● **SELECTED PASSAGE**:
----------

Beyond data entry and review considerations alone, developing a meaningful data extraction process for these relational databases is imperative. To generate the kinds of data reports that support data-driven decision making, it is important to be able to extract data in ways that facilitate telling a coherent and complete story. Some systems provide flexibility to data users, such that they can record the same information using different approaches. Many users, for instance, may utilize comment fields to record narrative descriptions of case outcomes, rather than complete specific data entry fields. Yet, to facilitate the accurate aggregate reporting of the various decisions, it is important that information can be located in discrete locations and are completed for every case. For the present study, due to the practical requirements of ongoing local system reform efforts, we selected a finite number of data fields to extract. However, data extractions performed to assess data quality can themselves be limited by the ways in which the users are entering information into the database. If the data extraction relies on underutilized data fields, then the data extraction may not provide a meaningful subset of information by which to assess data quality. Thus, the developers of the data systems must balance the flexibility of the data entry options with the data processing needs. Through training, those entering data can be encouraged to enter the data in the targeted fields, but doing so necessitates careful and early construction of a data processing plan.
This data review process highlighted several barriers to achieving quality juvenile justice system data, many of which mirror problems encountered in data quality improvement efforts in EHR and other administrative data systems. These challenges to obtaining data quality may similarly affect linking justice system data to EHR and, ultimately, may impact the utility of these data in public health initiatives. Thus, each of the following issues should be carefully considered in future efforts to conduct reviews of administrative data quality.
First, despite the support of J-EQUIP in the current project, resources and opportunities to support IT and data entry training in the juvenile justice system are lacking, especially in smaller jurisdictions . Many of our suggestions for improving future data quality of the CMSs are contingent upon available funding and personnel. Fortunately, with increases in initiatives to use administrative data for public health research, there are now free online training courses available that could be implemented in jurisdictions to improve data entry and review .

----------

● **GOAL**: Write the next part of the passage on juvenile justice data quality, beginning right after its last sentence.

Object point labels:
----------

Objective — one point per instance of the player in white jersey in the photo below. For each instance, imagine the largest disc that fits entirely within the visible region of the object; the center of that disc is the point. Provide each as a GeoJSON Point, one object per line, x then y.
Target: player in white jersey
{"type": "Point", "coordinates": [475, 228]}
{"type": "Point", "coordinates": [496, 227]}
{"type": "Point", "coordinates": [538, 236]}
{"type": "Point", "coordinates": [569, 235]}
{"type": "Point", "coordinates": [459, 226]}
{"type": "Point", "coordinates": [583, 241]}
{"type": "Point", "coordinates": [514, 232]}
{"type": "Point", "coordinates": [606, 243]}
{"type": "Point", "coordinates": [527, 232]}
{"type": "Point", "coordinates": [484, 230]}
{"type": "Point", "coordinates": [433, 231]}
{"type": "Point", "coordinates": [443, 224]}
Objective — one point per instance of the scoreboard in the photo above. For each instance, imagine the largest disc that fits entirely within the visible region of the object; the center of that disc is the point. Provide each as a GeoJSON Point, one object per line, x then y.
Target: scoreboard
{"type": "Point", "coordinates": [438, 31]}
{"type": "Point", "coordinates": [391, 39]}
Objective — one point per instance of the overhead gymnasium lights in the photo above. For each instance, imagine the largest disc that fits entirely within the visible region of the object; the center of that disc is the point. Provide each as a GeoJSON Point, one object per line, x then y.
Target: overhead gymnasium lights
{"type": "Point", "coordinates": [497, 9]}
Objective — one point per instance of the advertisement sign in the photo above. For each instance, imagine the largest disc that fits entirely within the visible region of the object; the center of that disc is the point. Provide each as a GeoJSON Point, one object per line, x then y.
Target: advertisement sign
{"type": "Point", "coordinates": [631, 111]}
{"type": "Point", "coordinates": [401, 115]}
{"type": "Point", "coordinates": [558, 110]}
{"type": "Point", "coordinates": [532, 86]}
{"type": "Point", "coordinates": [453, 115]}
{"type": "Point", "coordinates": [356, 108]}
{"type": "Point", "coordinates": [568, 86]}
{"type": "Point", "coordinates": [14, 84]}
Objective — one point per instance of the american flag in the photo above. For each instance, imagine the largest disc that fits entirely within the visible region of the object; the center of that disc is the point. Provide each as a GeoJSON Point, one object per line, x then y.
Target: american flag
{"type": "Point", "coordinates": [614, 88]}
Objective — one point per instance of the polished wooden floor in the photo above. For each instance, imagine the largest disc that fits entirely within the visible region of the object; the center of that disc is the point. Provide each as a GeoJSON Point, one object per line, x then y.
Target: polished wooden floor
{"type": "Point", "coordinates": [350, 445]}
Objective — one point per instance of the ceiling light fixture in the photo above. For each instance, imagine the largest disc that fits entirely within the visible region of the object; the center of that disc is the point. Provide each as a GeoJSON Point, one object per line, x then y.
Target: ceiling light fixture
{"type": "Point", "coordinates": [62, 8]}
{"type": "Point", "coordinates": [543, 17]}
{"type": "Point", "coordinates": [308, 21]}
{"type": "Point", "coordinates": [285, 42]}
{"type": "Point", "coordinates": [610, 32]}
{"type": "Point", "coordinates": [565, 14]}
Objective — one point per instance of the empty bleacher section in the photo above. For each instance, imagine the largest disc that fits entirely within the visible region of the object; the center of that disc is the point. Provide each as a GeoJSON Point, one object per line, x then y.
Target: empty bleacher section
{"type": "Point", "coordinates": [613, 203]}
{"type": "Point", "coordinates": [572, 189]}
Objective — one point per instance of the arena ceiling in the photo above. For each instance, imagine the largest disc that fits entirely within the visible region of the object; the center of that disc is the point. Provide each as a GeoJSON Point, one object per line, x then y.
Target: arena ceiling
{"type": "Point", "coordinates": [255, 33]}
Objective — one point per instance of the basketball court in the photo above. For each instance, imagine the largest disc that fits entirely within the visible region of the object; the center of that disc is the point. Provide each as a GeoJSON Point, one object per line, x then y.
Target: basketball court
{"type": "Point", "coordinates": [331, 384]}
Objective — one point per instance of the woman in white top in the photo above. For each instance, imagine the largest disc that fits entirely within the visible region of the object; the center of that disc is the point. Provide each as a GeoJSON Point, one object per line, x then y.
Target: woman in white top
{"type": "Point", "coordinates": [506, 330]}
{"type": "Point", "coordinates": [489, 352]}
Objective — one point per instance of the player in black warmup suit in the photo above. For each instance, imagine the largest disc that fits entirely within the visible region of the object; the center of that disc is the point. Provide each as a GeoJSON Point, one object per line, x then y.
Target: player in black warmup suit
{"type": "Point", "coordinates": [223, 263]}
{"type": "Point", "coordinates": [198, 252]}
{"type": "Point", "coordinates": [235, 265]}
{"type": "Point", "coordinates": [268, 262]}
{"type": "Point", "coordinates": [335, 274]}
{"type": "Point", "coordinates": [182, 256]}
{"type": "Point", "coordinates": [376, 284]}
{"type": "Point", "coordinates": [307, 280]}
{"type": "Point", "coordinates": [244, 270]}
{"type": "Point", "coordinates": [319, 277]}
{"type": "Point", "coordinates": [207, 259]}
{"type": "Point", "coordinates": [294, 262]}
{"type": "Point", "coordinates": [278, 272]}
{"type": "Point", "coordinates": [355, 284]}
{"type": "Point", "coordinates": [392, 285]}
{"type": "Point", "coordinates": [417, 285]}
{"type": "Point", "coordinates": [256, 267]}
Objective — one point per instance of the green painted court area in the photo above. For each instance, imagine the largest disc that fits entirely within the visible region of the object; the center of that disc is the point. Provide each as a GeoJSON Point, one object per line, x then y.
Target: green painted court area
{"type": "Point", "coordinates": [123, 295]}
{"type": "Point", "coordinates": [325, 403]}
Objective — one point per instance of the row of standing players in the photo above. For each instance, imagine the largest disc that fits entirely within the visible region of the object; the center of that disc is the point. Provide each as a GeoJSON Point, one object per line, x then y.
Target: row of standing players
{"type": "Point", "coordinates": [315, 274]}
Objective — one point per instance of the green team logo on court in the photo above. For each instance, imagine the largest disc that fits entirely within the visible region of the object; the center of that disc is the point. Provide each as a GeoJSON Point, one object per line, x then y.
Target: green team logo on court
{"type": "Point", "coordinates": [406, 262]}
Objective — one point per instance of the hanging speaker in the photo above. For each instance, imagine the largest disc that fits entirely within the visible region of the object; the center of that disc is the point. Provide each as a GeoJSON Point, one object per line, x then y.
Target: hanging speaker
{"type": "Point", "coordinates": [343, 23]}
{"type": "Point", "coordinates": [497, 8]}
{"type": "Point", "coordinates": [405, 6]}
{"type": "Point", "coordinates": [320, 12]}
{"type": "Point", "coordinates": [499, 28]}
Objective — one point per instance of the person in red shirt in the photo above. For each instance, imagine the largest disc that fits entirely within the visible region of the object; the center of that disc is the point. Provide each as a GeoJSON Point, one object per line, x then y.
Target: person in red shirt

----------

● **SOLVED PROBLEM**:
Second, we learned that it can be time consuming and inefficient to clean administrative data for research purposes . Our efforts required a thorough understanding of both how a youth might be processed through the justice system and the corresponding rules for data entry to accurately track a youth’s process. As in reviews of EHR data, in order to understand patterns observed in the data, including patterns of inconsistencies and missingness, it is necessary to first learn how the data were generated . This important step to improving data quality can be a tedious and lengthy process for data reviewers who may be unaware of the origin, purpose, or structure of individual administrative datasets.
Third, data definitions may change over time for practical reasons or new performance standards . For example, changes in policy related to waiving a youth from the juvenile to adult system could influence changes in data definitions in CMSs and, in turn, influence the potential for data inconsistencies. Therefore, data definitions and ensuing data inconsistencies warrant continual monitoring.
Lastly, data missingness was a major issue in the current project. We found one CMS was unable to provide follow-up data due to leadership change within the organization, leaving us unable to comment on data quality improvement. This is also true for EHR, as data missingness is perhaps the greatest challenge to applying data to inform public health initiatives .
The findings reported here emphasize that some of the challenges to achieving administrative data quality will apply to future efforts to link justice system data to EHR. We found that, like in other reviews of administrative data [4, 27, 32], there was substantial inconsistency and missingness within the data. These errors regarding justice system involvement data are problematic for future public health research, as justice system involvement predicts a host of other health risk factors within vulnerable populations [17, 32]. Further, it is vitally important to strive for quality juvenile justice system data because involvement in the system is, by definition, time-limited (i.e., until age 18). Thus, early data errors could have potentially long-lasting consequences to youth and when reporting on youth outcomes.
EHR data quality reviews can be a model for preparing other types of administrative data for linking across systems and conducting comprehensive public health research. The present study offers an example of an application of an EHR data review framework to administrative records from several juvenile justice data systems. Applying the framework by Kahn and colleagues  to assess both data completeness and data plausibility identified a range of logical inconsistencies that could be relevant to other justice system records. Each logical inconsistency dictated an appropriate solution, which worked to improve data quality for future reviews. By establishing more accurate and reliable justice system data, the chances of successfully linking these data across other administrative systems are likely improved. Ultimately, by increasing trust in data related to some of the most vulnerable populations, we expand our understanding of some of the most pressing public health concerns.
The authors have no competing interests to declare.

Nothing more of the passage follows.